[EXCERPTED PASSAGE — start]


  • toofatforyou

    Let’s discuss best practices for financing transit. The state legislatures in St. Paul, Albany and Salem did the best jobs — they used a balanced set of revenue-raisers and built out their respective main metro regions’ light rail and bus systems in an efficient manner. Anyone think other states’ legislatures’ did better than those?

  • Please, all this needs to be taken with a grain of salt.

    I lived in Buffalo. Of course, it ranks towards the bottom because outside of the medical complexes, most businesses left downtown for the burbs just when the light rail system opened up. Therefore, most people drive.

    San Francisco #2? It’s all relative. You can easily spend 60 minutes on the Muni system to travel less than 5 miles. The Bay Area is also #2 in traffic congestion.

  • Alex Brideau III

    Also, LA has many, many bus lines with lots of local stops. As to whether those lines have 10-minute headways, I’m not so sure.

[EXCERPTED PASSAGE — finish]
[MATERIAL SHOWN — start]

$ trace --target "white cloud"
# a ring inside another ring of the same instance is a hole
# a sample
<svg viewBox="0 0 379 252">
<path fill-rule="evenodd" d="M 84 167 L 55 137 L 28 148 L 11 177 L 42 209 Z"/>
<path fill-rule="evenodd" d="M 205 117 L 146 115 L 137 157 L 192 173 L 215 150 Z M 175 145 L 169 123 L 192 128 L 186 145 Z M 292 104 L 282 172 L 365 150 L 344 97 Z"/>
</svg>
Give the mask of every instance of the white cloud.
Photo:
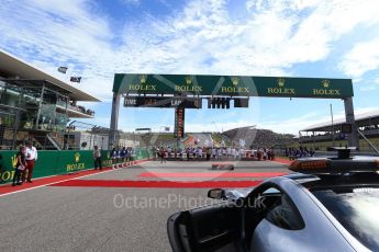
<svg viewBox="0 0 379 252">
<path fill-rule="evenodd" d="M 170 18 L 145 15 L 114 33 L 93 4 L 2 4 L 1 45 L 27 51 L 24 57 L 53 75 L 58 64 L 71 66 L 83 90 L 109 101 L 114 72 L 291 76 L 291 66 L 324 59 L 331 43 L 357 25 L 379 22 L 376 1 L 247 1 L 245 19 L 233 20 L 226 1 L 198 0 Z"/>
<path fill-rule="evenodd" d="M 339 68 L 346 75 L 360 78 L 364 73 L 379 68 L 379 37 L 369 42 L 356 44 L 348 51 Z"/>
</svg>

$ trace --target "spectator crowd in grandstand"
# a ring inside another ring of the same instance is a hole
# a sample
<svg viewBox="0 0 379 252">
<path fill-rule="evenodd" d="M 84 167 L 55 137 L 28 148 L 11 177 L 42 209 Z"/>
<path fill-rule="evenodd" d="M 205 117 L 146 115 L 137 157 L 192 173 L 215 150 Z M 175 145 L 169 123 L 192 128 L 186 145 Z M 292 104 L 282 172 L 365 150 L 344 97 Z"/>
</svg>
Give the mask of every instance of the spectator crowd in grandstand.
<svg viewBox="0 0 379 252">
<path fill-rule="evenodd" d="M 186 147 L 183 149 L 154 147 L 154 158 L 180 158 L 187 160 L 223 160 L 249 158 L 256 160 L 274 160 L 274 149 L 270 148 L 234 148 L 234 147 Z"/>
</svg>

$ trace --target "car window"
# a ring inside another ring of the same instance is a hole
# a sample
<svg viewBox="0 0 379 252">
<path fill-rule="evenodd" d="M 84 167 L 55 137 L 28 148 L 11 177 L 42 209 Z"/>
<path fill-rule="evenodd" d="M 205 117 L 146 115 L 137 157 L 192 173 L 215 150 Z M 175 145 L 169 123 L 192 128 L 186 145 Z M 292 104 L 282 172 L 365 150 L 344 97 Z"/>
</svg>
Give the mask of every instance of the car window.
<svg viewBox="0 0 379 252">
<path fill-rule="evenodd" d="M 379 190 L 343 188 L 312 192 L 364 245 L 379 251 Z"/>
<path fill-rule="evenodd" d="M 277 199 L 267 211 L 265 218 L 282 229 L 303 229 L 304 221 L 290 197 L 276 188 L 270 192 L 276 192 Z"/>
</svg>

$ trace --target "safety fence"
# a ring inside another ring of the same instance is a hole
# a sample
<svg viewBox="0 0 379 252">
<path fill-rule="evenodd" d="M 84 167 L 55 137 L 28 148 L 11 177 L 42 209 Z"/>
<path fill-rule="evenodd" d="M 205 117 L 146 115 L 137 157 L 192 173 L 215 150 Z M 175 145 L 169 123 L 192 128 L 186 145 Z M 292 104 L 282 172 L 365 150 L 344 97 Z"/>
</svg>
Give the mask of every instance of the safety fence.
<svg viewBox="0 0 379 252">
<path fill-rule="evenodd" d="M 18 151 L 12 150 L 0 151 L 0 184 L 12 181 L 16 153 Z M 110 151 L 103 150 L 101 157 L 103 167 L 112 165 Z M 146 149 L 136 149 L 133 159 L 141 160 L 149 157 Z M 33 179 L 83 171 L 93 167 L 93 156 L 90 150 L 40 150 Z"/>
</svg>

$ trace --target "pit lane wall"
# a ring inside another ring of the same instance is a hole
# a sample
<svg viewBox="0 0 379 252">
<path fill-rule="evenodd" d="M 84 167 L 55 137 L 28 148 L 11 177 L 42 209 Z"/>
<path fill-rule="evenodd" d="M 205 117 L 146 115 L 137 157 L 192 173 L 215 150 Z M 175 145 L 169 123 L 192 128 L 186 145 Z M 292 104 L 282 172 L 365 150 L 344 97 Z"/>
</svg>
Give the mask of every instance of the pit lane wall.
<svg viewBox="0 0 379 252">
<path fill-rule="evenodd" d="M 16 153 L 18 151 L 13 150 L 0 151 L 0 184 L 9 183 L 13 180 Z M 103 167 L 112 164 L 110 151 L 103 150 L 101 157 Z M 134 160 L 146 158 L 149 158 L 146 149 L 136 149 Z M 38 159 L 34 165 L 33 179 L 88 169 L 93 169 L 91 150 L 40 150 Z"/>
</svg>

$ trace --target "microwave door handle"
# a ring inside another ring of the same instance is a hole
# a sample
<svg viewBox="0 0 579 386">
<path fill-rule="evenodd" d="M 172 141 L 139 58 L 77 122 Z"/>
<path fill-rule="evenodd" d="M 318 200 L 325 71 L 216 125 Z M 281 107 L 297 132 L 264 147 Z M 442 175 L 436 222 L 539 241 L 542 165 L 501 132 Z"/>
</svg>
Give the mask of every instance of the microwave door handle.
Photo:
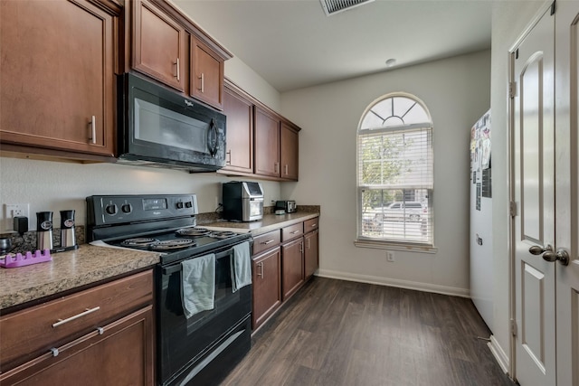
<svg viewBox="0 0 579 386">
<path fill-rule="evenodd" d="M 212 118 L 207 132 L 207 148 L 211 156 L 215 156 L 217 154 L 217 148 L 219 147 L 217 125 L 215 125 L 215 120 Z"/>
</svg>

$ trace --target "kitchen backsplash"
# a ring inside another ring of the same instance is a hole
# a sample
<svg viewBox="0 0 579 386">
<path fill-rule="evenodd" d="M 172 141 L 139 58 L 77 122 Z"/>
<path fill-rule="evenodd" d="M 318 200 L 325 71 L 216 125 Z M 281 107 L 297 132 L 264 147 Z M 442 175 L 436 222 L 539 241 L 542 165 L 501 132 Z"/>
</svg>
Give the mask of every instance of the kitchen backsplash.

[MATERIAL SHOWN — finish]

## TASK LIST
[A] List every city named in the comments on transit, excluding broader regions, in the order each first appears.
[B] Write a continuation of the comments on transit, beginning after the final comment.

## ANSWERS TO THIS EXERCISE
[A] St. Paul, Albany, Salem, Buffalo, San Francisco, LA

[B]
  • Richard

    Theoretically yes they are 10 minute headways with a local and a rapid both on 15 minute or better on virtually every major boulevard in LA City. LA Metro is trying to restructure a bit so all the rapids are on 10 minute or better.
    In practice…..

  • Richard

    LA does really well in within 60 minutes but pretty badly in the within 15 minute catagory.

    Also with such a huge sprawling nature, a ton of people drive over an hours each way each day to work, passing by hundreds of thousands of jobs along the way.

  • Richard

    LA County is doing a pretty good job of financing it’s metro system without much state help. Of course LA County by itself is larger than most states.

  • toofatforyou

    LACMTA does a good job of getting fed grants — it just got a big one for the Purple Line. Its unaccountable board has a propensity for pimping sales tax hikes though. That’s what one can expect from a municipal board controlled by political appointees: the most economically-vulnerable households are targeted for disproportionately great financial impacts. Best practices for financing transit involve little or no sales tax impositions.

  • bolwerk

    New York? Ha. We have good rail penetration in the NYC region, but nearly all of it was built before World War II. The New York governor and legislature play Russian roulette with transit funds every year.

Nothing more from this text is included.